===== Information given =====

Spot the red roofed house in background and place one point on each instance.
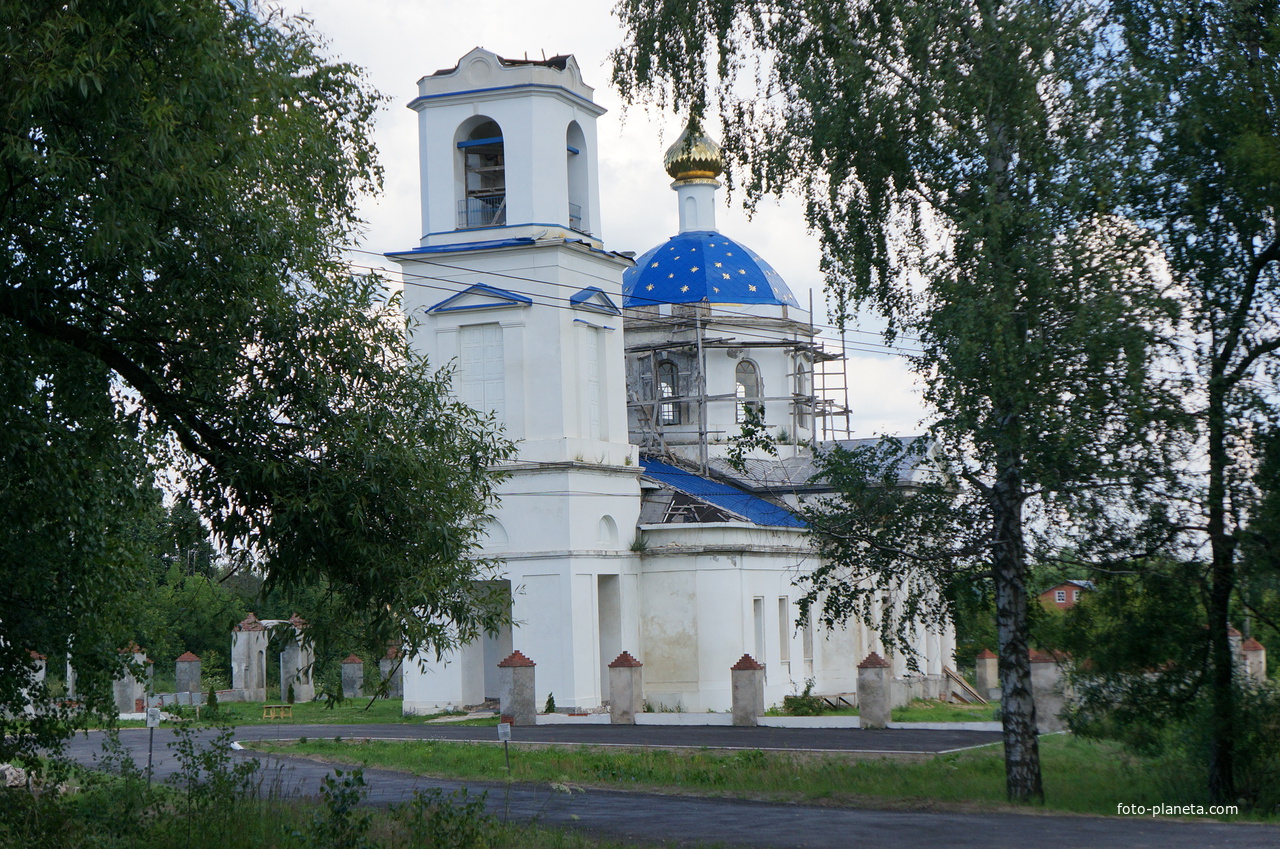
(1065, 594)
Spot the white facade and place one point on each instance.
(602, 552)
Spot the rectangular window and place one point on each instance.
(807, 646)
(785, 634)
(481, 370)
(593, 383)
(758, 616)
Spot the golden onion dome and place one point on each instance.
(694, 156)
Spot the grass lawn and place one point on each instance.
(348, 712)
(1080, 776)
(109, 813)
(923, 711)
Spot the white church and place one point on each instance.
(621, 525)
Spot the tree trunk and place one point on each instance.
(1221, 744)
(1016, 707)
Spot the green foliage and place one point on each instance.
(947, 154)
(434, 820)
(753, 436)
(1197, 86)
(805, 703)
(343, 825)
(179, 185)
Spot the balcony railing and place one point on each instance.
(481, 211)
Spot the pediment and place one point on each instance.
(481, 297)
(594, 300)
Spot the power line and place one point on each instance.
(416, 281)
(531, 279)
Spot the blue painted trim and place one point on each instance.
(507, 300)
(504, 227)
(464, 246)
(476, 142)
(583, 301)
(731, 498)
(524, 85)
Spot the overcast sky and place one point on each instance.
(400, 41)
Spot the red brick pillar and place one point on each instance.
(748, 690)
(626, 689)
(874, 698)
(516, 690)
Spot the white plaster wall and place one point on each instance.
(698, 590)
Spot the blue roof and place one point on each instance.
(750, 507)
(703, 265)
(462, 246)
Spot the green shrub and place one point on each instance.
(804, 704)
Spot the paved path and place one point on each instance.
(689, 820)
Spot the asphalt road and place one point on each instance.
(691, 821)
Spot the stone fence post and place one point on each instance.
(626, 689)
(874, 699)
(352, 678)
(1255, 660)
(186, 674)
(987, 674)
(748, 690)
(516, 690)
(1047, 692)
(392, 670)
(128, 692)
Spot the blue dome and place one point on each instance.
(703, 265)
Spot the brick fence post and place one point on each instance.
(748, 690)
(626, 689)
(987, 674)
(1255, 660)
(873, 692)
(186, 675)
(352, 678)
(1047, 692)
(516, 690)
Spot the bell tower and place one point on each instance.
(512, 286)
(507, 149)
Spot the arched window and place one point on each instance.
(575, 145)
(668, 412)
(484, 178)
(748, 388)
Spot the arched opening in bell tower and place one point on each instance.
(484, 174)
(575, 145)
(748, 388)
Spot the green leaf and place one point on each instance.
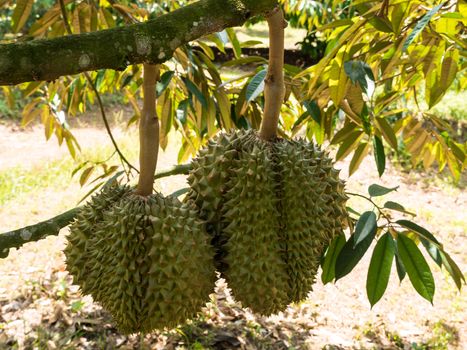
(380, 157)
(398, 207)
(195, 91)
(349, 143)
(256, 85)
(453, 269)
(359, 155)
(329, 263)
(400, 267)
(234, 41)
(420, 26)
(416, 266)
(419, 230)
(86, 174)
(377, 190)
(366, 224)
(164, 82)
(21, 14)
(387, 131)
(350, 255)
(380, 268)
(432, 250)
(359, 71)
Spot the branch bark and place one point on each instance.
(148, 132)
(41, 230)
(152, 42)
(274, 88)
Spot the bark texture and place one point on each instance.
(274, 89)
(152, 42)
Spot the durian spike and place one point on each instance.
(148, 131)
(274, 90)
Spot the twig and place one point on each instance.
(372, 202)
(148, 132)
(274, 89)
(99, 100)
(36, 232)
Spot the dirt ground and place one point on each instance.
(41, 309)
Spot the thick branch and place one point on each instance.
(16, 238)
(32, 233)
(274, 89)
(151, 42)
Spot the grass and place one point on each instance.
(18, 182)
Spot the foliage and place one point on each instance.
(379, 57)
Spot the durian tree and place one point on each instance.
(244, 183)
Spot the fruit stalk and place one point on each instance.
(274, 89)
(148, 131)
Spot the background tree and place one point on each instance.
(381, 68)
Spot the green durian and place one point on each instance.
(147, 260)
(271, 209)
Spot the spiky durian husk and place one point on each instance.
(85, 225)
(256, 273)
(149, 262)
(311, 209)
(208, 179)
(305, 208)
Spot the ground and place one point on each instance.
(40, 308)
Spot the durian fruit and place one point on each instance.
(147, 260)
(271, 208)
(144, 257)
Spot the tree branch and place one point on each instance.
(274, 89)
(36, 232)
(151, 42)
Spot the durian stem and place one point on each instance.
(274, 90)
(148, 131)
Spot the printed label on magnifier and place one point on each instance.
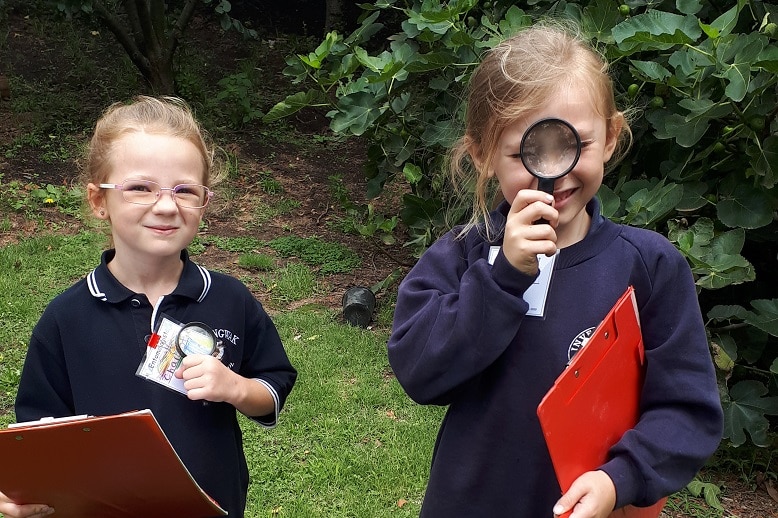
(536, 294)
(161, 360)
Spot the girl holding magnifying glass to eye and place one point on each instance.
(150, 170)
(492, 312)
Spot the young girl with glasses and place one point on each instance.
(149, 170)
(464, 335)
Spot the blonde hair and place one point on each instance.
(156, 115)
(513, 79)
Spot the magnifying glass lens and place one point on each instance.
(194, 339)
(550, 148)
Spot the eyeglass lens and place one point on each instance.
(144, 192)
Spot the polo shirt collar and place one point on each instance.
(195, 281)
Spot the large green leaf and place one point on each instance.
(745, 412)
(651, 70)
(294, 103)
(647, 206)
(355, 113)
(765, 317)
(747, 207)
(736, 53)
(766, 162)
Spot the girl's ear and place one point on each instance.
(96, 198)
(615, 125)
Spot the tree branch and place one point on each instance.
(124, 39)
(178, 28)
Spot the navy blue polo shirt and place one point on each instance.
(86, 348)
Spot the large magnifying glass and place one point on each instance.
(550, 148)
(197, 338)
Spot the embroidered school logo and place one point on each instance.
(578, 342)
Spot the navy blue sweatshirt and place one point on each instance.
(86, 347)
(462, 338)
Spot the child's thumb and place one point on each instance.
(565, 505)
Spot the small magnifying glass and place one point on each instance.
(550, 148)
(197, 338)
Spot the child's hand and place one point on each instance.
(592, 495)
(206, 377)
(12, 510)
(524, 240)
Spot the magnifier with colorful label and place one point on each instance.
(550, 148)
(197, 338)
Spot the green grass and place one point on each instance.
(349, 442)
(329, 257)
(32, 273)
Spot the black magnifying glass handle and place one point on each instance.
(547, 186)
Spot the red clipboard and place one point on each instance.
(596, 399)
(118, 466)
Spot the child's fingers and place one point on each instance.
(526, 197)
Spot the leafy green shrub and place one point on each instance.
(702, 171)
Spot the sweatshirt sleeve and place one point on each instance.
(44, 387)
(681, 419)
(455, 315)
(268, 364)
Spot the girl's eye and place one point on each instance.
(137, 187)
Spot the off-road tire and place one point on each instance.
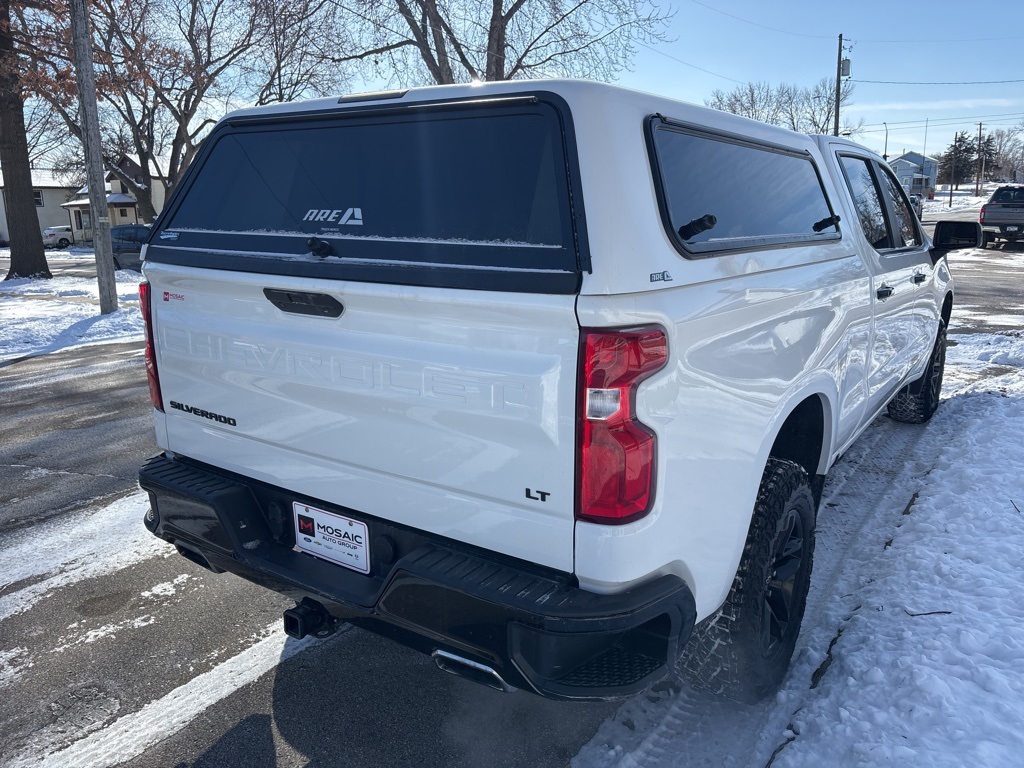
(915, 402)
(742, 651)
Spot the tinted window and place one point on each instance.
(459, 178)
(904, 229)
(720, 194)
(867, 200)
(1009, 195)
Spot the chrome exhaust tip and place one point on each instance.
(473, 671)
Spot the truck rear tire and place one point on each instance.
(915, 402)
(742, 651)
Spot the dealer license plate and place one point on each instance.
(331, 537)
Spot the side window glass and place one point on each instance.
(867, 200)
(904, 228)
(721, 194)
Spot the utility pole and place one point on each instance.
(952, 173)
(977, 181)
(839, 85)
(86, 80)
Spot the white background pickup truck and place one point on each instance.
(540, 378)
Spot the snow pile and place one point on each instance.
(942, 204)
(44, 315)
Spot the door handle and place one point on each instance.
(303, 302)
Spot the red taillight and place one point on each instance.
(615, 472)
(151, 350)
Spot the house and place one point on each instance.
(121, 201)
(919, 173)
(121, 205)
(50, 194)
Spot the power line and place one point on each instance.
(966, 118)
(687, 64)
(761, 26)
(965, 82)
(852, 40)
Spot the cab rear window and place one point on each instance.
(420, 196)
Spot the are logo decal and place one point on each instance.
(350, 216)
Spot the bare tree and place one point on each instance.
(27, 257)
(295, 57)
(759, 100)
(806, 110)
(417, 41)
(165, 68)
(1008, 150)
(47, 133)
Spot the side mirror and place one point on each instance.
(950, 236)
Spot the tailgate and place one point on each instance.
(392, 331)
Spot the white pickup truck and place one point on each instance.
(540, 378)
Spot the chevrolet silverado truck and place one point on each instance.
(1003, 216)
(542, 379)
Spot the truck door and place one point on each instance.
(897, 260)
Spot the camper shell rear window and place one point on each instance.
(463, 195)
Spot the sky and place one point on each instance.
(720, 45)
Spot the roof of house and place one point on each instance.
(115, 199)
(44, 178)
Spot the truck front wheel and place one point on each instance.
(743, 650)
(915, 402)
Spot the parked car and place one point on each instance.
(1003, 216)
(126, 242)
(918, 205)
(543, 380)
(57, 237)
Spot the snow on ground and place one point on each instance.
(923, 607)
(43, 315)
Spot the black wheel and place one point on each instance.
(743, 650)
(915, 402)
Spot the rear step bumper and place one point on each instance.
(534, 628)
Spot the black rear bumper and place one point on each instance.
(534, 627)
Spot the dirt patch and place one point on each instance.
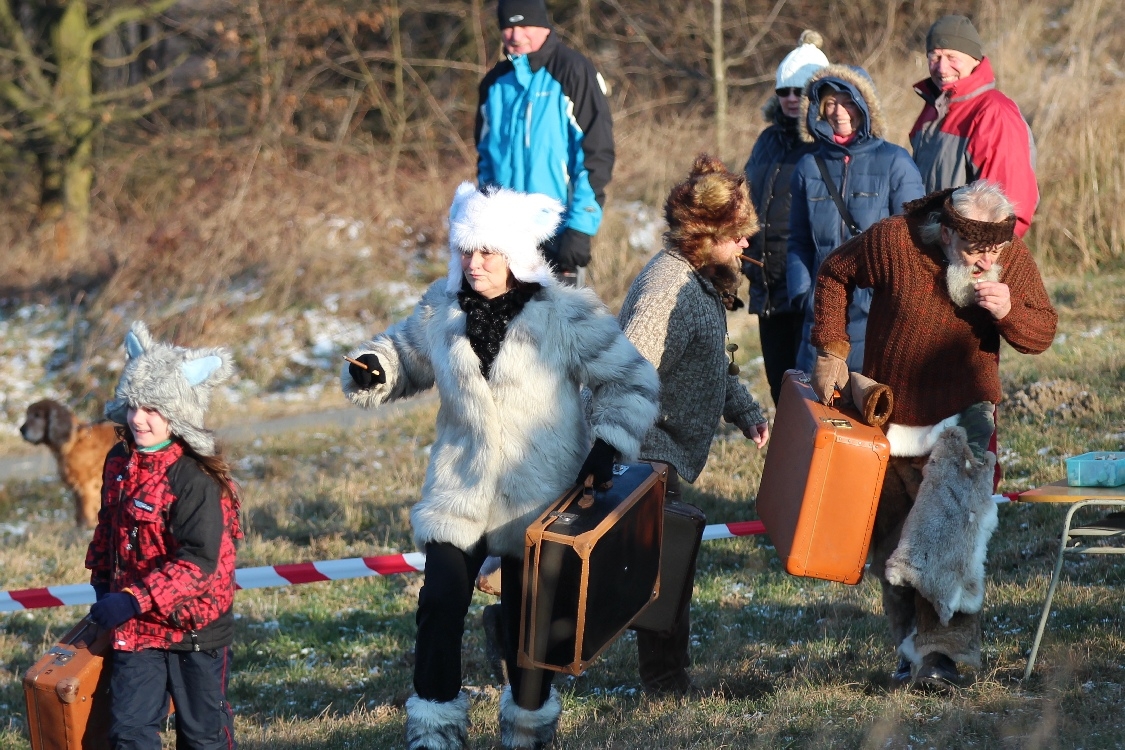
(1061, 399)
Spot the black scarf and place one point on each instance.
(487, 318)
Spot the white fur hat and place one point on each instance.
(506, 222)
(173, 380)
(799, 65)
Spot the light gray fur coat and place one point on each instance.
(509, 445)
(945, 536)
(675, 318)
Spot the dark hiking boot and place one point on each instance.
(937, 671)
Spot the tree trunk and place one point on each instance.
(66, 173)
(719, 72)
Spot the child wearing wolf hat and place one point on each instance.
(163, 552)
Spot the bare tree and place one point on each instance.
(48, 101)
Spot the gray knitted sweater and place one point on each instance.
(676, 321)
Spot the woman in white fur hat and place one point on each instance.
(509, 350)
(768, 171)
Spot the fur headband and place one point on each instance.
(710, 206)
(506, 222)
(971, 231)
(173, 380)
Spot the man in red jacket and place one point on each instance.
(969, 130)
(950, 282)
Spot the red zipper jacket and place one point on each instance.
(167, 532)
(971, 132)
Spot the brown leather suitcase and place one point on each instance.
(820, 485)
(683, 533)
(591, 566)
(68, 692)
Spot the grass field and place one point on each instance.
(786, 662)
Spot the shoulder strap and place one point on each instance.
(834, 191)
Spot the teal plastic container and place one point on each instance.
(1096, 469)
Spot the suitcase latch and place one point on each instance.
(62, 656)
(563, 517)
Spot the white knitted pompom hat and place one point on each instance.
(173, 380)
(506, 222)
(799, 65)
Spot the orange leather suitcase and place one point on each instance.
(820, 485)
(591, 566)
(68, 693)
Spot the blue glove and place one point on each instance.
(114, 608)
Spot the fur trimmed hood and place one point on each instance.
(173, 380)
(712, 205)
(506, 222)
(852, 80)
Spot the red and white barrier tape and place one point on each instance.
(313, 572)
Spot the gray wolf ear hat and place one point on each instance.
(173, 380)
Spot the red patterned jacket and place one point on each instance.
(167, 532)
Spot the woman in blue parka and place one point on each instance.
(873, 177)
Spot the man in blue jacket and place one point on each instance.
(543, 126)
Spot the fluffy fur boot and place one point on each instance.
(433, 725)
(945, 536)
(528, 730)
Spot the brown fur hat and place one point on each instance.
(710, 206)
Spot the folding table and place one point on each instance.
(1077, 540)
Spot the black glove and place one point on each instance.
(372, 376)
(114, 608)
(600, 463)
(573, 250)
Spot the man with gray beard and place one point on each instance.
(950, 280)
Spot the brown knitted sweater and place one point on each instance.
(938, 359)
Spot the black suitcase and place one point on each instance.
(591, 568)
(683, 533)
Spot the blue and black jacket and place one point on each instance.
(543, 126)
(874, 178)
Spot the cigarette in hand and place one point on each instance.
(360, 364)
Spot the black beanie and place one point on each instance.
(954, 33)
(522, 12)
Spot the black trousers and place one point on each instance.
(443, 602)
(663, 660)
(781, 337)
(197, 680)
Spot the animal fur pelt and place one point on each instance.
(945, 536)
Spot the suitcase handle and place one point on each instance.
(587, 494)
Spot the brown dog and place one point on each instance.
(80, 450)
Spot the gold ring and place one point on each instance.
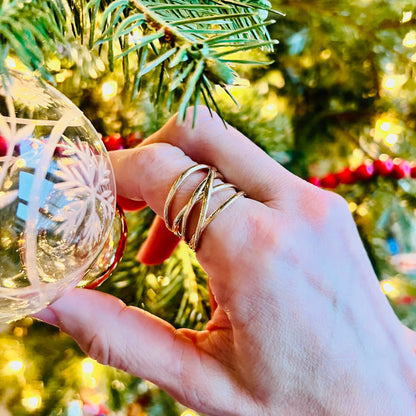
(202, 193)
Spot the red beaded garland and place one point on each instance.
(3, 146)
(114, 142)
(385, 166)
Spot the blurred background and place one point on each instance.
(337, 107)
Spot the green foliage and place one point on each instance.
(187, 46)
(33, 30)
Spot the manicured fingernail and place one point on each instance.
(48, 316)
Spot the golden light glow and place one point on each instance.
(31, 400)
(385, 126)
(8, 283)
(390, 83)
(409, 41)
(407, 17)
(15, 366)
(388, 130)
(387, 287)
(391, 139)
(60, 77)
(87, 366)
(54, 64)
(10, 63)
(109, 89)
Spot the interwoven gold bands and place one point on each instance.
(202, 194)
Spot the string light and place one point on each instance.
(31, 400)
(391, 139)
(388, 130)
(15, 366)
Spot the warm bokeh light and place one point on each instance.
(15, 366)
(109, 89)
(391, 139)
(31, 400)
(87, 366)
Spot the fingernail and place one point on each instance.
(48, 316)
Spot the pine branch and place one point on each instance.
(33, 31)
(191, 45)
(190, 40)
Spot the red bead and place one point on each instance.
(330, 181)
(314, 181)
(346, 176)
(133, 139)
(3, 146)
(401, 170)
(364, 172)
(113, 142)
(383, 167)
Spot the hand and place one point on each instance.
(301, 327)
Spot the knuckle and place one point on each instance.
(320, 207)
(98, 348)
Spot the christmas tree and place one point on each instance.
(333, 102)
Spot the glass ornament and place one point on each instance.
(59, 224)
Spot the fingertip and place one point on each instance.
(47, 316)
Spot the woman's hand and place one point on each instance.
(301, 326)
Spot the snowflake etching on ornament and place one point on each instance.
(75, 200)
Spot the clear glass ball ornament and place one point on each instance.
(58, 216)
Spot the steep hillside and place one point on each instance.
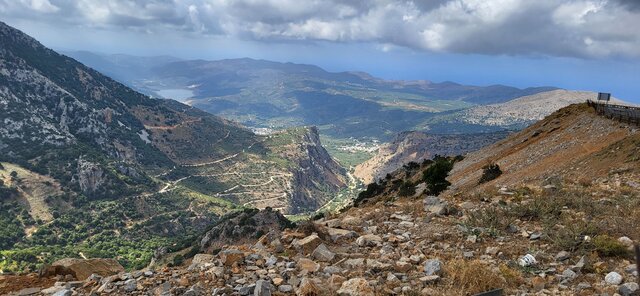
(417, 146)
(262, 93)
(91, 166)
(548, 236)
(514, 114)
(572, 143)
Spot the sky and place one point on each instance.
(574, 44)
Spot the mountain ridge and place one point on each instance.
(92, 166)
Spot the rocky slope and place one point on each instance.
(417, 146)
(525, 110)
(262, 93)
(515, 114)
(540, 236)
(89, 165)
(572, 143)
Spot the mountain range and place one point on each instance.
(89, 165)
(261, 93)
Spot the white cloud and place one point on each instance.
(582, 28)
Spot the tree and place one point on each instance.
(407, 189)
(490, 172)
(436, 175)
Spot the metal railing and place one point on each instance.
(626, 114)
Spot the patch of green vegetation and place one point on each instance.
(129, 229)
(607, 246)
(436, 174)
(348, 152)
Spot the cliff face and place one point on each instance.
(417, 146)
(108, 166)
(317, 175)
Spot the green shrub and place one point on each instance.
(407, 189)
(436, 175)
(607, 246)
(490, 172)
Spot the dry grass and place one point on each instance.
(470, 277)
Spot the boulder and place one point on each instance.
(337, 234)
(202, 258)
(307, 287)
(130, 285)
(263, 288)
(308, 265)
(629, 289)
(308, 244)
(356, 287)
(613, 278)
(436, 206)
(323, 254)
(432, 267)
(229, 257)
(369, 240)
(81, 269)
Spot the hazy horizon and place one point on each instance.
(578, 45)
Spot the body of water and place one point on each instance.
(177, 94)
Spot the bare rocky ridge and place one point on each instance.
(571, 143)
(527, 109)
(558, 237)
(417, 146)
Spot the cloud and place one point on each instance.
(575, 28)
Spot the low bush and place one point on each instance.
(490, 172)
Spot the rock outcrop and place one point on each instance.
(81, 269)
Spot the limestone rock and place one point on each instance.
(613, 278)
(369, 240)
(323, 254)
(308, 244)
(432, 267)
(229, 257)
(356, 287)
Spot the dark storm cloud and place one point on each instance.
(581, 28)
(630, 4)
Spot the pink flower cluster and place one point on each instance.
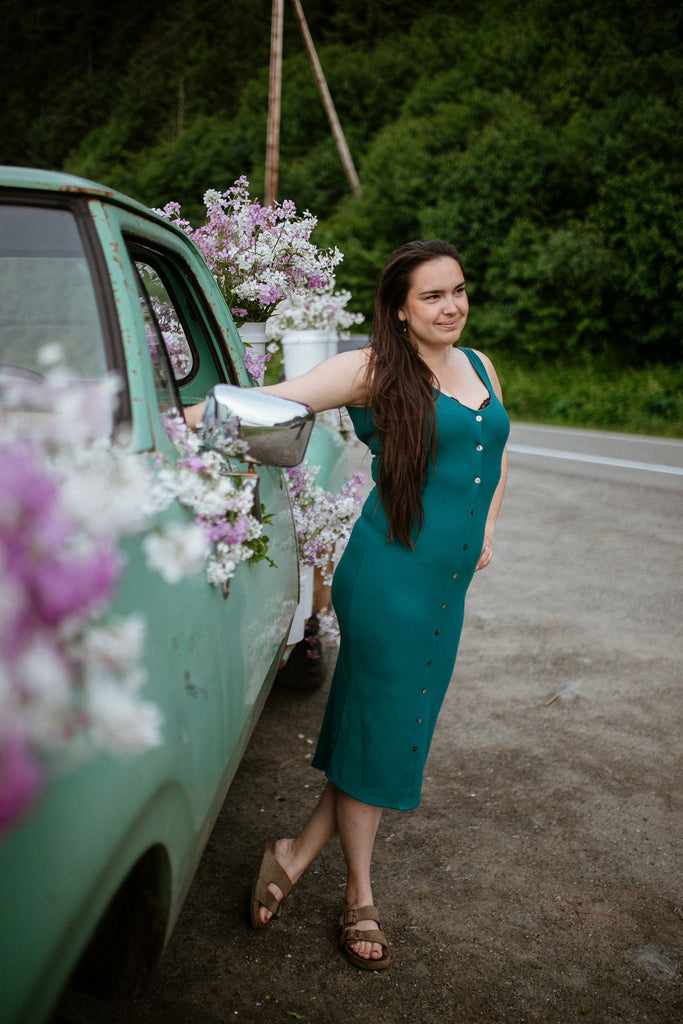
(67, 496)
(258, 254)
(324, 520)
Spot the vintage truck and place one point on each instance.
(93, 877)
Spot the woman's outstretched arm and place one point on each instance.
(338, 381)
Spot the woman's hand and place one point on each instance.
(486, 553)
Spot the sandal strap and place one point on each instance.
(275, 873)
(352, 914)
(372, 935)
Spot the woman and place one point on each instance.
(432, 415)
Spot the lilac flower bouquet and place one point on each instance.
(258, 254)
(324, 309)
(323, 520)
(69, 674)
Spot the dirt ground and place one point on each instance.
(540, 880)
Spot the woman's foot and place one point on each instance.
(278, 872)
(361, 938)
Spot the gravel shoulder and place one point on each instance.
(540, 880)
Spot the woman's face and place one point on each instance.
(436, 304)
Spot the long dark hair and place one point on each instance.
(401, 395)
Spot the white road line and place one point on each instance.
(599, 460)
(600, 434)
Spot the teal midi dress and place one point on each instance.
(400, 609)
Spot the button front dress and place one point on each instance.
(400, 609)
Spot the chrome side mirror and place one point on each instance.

=====

Task to complete
Reproduce the listing above verbatim, from the line containing "Spot the white facade" through the line containing "(1016, 707)", with both of those lines included.

Reply
Spot the white facade and place one point on each instance.
(602, 552)
Spot the rectangular window and place one point on each instance.
(807, 646)
(785, 634)
(481, 370)
(593, 383)
(758, 616)
Spot the golden onion dome and place one point on each instance.
(694, 156)
Spot the grass lawn and place one point on each instance.
(348, 712)
(1080, 776)
(109, 813)
(923, 711)
Spot the white church and place one point on each instance.
(621, 525)
Spot the tree trunk and place one point on each instance.
(1221, 744)
(1016, 707)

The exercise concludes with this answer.